La generación de Gabriel Boric ha redefinido el ejercicio del poder: ya no como sacrificio, sino como afirmación personal. ¿Pero qué pierde una república cuando el deber se somete al equilibrio afectivo y la empatía se vuelve estrategia?

El sacrificio perdido: generaciones en pugna

“Liderar tiene un costo. Los verdaderos líderes están dispuestos a pagarlo: sacrificar el interés propio y anteponer el bien común al personal”. Esta frase, sacada del libro Los líderes comen al final del pensador contemporáneo Simon Sinek, nos recuerda que el ejercicio del poder implica, inevitablemente, una renuncia. Y esa tensión —entre el deber y el deseo, entre lo colectivo y lo personal— reaparece hoy con nuevos códigos generacionales.

En el caso del presidente Gabriel Boric, la llegada de su hija durante el ejercicio del poder no solo marca un hito biográfico: es también un gesto político deliberado, que refleja un modo de concebir el liderazgo donde la vida privada no se subordina al deber público, sino que se entrelaza con él como parte del mensaje.

Para algunos, ese gesto encarna una forma de humanizar el poder; para otros, entre los que me incluyo, revela una ética generacional que ha reemplazado el sacrificio por el deseo, y que encuentra en la estrategia de la empatía emocional una vía para conectar con la ciudadanía más preocupada por la cercanía afectiva que por la profundidad institucional. En ese contexto, la paternidad no irrumpe: se representa, se comunica, se convierte en capital simbólico.

No se trata de juzgar la paternidad, ni mucho menos de romantizar la abnegación sin matices. Pero sí es legítimo preguntarse qué ha pasado con la noción del deber en la era de los liderazgos millennials. Y, más específicamente, cómo ese cambio ha influido en el ejercicio del poder político.

El peso del deber

Los líderes de la generación anterior —quienes crecieron bajo el peso de la reconstrucción posbélica o las dictaduras del siglo XX— entendían el poder como un acto de renuncia personal en favor de un propósito colectivo. Se podría estar de acuerdo o no con sus ideologías, pero había en ellos una disposición a postergar la vida privada por el bien público. Margaret Thatcher, con todos sus matices, declaraba que la política no tenía espacio para el descanso: “La cumbre no se alcanza con pausas”. Salvador Allende vivió en La Moneda hasta el último día, literalmente. Mujica, con su austeridad radical, eligió vivir como símbolo de lo que predicaba. Mandela pasó 27 años en prisión por sus convicciones antes de liderar su país. Hay en todos estos casos una constante: el poder era una carga, no una plataforma.

^^^^

QUÉ HACER => Retoma la columna sobre el deber y el sacrificio en el ejercicio del poder y sigue escribiéndola a partir de su última oración.

Parte de un archivo de datos:
^^^^

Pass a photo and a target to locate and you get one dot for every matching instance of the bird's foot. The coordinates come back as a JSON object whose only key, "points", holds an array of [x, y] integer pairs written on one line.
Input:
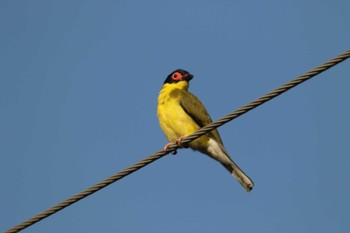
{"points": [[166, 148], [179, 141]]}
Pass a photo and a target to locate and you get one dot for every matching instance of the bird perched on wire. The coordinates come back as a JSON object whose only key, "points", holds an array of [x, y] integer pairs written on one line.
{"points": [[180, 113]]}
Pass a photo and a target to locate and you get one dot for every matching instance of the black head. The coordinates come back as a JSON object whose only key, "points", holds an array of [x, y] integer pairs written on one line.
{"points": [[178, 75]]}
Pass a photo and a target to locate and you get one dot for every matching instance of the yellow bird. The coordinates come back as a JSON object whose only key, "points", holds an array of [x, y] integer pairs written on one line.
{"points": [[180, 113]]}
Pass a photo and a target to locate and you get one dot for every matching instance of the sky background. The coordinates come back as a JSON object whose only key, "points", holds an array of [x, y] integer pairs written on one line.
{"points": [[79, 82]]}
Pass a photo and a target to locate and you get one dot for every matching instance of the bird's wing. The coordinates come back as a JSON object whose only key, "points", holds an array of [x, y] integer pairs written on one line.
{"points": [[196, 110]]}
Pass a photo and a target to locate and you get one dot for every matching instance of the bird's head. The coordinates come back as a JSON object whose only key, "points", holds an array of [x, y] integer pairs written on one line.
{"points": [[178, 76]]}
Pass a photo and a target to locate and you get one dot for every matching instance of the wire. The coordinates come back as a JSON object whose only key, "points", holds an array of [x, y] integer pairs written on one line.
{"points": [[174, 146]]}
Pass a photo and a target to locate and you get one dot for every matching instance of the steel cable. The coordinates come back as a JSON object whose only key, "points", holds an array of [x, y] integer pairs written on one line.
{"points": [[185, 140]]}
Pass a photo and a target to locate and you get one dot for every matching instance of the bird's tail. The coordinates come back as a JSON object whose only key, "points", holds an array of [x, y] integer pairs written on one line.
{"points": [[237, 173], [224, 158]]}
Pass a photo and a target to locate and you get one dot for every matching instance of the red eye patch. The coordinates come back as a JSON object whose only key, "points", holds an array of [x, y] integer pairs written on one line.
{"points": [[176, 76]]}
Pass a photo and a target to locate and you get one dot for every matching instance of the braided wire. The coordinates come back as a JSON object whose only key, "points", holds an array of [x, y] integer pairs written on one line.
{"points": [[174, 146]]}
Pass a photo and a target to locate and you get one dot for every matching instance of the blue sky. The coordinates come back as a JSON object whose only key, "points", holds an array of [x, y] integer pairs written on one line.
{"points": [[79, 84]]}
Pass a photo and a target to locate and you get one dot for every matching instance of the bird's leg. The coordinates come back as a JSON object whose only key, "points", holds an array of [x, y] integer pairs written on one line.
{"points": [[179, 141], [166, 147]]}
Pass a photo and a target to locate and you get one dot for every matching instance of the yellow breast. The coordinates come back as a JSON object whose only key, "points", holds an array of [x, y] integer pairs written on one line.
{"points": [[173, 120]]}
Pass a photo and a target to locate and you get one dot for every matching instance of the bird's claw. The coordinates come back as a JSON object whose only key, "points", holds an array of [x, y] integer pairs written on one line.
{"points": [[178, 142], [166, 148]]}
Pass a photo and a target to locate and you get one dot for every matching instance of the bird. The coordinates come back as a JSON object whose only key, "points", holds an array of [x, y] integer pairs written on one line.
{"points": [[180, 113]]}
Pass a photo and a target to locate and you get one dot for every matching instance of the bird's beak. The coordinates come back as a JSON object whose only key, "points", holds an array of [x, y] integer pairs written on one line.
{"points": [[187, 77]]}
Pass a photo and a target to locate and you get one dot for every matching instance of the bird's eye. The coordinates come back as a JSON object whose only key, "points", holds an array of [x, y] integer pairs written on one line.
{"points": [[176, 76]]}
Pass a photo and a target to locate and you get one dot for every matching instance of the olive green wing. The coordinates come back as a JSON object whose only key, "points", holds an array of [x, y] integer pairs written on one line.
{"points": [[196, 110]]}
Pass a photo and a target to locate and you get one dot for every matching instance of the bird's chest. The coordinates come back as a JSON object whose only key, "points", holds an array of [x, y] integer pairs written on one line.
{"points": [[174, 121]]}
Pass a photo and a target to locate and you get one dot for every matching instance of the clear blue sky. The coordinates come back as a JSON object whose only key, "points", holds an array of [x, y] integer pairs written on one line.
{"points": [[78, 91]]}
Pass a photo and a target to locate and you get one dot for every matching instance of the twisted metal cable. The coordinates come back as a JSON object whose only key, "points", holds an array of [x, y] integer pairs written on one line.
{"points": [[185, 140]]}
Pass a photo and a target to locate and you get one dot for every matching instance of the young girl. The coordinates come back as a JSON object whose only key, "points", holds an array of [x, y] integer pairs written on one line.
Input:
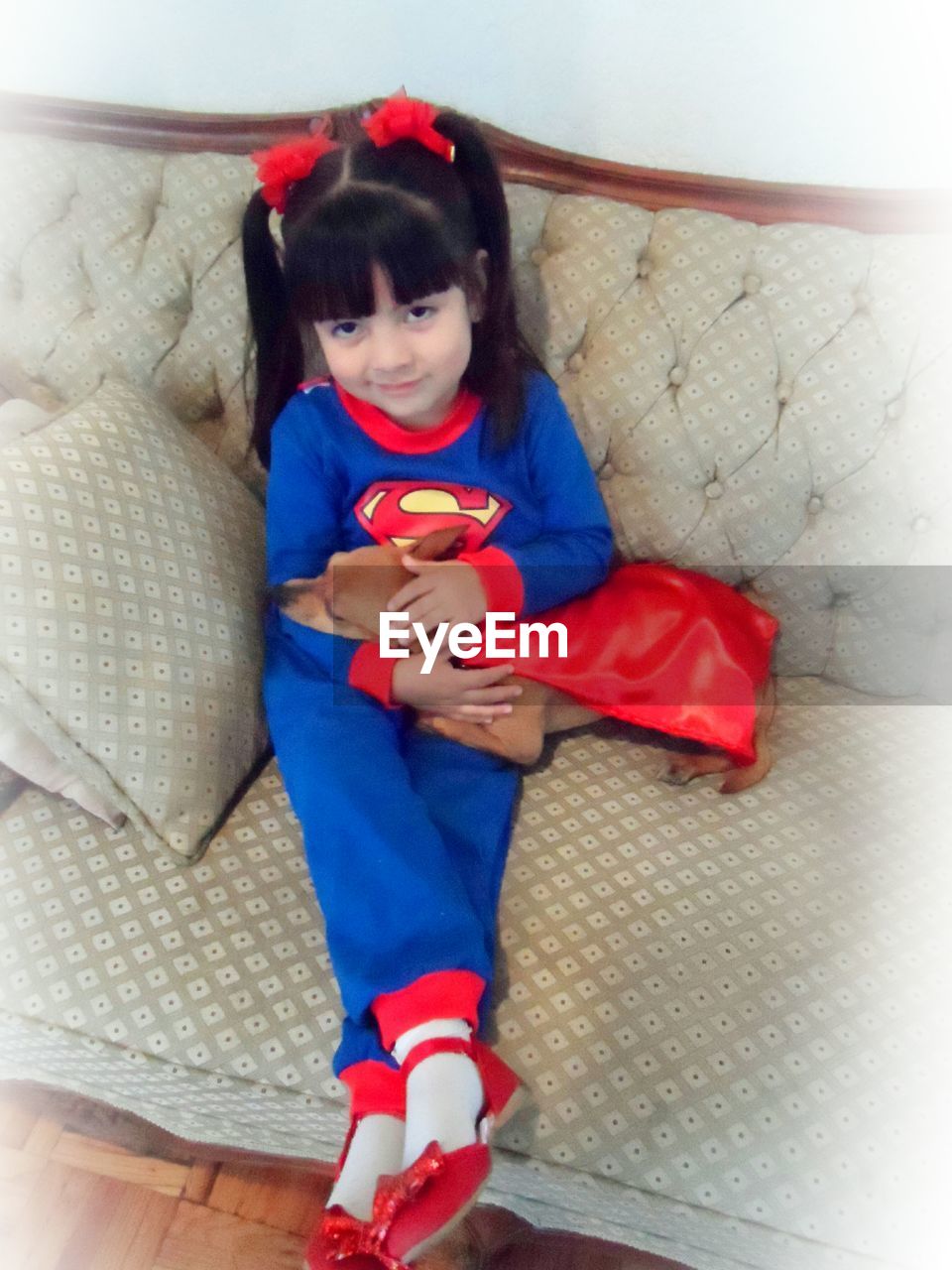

^^^^

LA RESPUESTA =>
No es coincidencia que muchos Baby Boomers llevaran ese mismo rigor a sus vidas familiares, donde la presencia paterna solía estar subordinada a lo laboral. El mundo privado se sacrificaba en aras del deber público, como si ser líder significara habitar una forma de soledad voluntaria. Tal vez excesiva, sí. Pero también profundamente comprometida.

Del deber al deseo

La generación nacida en democracia, criada entre discursos de autoexpresión, desarrollo personal y horizontalidad, ve la política con otros ojos. El poder ya no es una carga sino un espacio de realización. En este marco, la idea de “tenerlo todo” —familia, bienestar personal, reconocimiento, tiempo propio— se vuelve no solo deseable sino un derecho. La ética del sacrificio da paso a la ética del equilibrio, lo cual es comprensible en un mundo que ha aprendido (a veces con dolor) los costos del burnout y del autoritarismo.

Pero ¿puede un presidente permitirse ese equilibrio sin que el país lo resienta? Esa es la verdadera pregunta.

El caso de Boric no es una anécdota: no haber concluido sus estudios, no haber dejado una huella legislativa clara en su paso por el Congreso, su resistencia a los ritos institucionales, y ahora, su elección de vivir la paternidad en pleno mandato, construyen un estilo que elude el sacrificio. Uno podría argumentar que el costo de esa mirada ya se refleja: Chile está en pausa, sin grandes reformas, sin norte claro, con una ciudadanía cansada y una política cada vez más desfondada.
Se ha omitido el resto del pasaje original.